• [Work to be completed]
How many of the lines below contain the word "sparse"? Reply with the number alone.

• [Data to process]
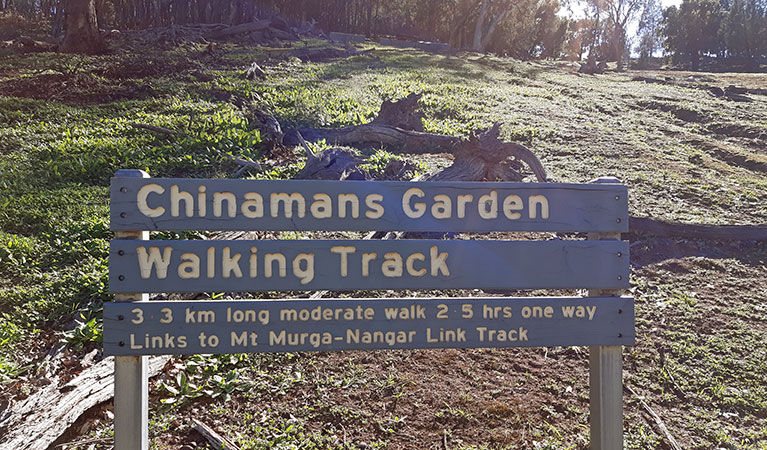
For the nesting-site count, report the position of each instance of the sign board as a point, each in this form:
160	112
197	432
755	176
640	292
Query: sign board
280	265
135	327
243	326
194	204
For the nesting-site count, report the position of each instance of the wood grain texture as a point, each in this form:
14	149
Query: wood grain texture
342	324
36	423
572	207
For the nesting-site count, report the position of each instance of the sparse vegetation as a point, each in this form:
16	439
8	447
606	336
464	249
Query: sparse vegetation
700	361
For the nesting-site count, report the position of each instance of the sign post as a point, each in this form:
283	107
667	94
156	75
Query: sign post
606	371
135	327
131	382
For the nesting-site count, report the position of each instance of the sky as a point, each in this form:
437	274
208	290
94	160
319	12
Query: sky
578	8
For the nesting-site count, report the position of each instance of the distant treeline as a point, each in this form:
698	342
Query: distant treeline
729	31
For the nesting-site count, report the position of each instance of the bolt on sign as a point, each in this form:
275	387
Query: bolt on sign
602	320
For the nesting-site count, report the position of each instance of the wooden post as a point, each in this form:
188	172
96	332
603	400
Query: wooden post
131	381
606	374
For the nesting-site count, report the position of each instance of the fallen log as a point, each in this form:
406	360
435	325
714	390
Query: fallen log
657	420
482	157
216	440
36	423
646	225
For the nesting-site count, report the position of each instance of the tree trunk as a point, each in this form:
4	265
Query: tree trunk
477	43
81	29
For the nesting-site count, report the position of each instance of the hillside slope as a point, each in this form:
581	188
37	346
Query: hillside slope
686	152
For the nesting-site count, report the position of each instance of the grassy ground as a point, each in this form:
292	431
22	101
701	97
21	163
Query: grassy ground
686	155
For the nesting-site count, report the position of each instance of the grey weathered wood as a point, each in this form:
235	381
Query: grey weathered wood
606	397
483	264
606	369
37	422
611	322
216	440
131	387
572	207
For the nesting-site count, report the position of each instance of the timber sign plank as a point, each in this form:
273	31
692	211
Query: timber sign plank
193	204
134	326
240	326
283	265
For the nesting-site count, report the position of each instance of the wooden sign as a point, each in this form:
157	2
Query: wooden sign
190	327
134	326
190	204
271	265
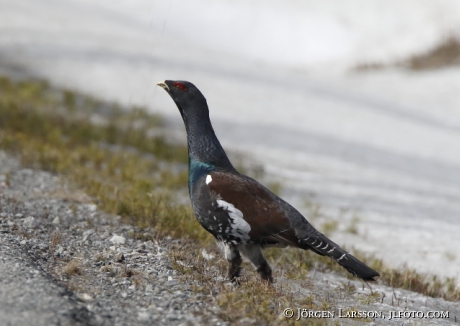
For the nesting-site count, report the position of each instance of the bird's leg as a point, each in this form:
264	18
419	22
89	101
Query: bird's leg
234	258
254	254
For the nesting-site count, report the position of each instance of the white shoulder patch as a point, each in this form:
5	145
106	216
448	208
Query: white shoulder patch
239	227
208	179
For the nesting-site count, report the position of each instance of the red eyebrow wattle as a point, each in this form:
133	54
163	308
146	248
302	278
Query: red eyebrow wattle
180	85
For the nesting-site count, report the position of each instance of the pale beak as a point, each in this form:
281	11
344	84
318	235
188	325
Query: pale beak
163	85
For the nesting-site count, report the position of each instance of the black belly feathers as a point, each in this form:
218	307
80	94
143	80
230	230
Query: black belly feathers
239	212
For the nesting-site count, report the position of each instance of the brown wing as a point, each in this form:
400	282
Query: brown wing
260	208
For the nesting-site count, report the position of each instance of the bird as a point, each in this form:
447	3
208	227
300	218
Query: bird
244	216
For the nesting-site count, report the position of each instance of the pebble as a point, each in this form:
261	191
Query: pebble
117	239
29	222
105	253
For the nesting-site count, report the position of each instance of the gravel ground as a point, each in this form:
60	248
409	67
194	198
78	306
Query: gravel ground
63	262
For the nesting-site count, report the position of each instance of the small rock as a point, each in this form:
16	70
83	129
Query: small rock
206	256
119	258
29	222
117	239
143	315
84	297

* * *

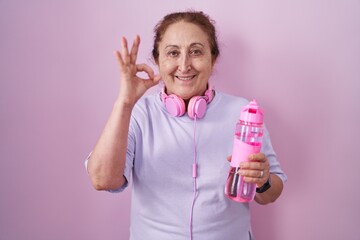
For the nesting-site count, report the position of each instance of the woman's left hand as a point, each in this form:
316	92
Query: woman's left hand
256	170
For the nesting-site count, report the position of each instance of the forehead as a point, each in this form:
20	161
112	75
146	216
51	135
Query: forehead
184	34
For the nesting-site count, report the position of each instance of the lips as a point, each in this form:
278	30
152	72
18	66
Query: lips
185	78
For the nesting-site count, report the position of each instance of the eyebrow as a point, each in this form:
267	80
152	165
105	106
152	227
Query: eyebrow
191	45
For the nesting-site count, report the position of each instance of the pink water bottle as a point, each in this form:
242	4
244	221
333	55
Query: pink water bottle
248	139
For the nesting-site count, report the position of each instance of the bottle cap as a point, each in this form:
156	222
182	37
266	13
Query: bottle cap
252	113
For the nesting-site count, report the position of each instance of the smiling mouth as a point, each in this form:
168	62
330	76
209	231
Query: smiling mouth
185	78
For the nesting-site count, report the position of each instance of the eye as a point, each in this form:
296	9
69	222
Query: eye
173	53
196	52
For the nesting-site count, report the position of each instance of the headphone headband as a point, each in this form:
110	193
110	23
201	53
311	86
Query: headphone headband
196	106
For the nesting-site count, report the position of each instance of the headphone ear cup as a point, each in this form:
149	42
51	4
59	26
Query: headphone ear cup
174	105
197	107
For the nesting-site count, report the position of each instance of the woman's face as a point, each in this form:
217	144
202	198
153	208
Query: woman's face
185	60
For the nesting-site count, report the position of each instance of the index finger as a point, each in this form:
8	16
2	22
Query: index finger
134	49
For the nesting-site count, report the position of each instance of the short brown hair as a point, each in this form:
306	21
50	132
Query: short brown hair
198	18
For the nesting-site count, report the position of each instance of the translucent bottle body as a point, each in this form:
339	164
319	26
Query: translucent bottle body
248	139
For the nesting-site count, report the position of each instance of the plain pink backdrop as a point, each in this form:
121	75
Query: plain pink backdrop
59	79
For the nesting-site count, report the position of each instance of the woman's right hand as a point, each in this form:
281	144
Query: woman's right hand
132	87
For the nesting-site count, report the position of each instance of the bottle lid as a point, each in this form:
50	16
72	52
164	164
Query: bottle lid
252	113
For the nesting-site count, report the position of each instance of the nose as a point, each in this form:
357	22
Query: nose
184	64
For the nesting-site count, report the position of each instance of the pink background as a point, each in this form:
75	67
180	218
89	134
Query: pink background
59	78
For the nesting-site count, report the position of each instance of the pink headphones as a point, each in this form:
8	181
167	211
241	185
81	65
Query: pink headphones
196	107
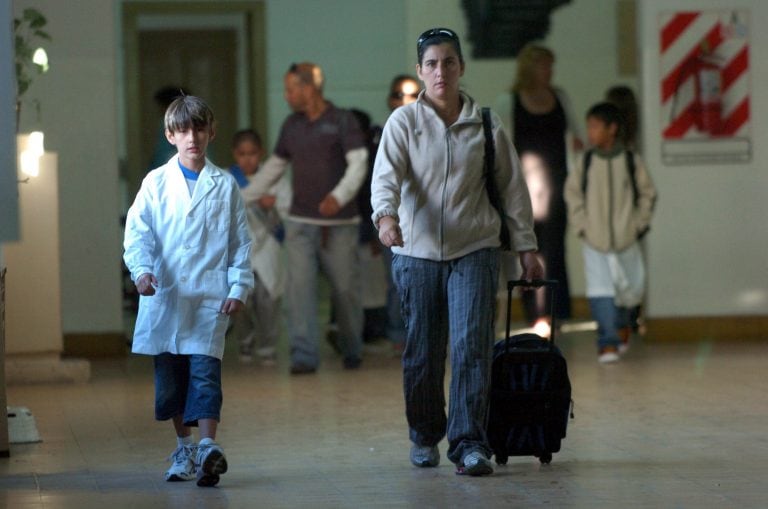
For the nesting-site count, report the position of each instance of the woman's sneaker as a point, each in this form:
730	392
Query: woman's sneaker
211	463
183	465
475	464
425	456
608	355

• [Task result]
2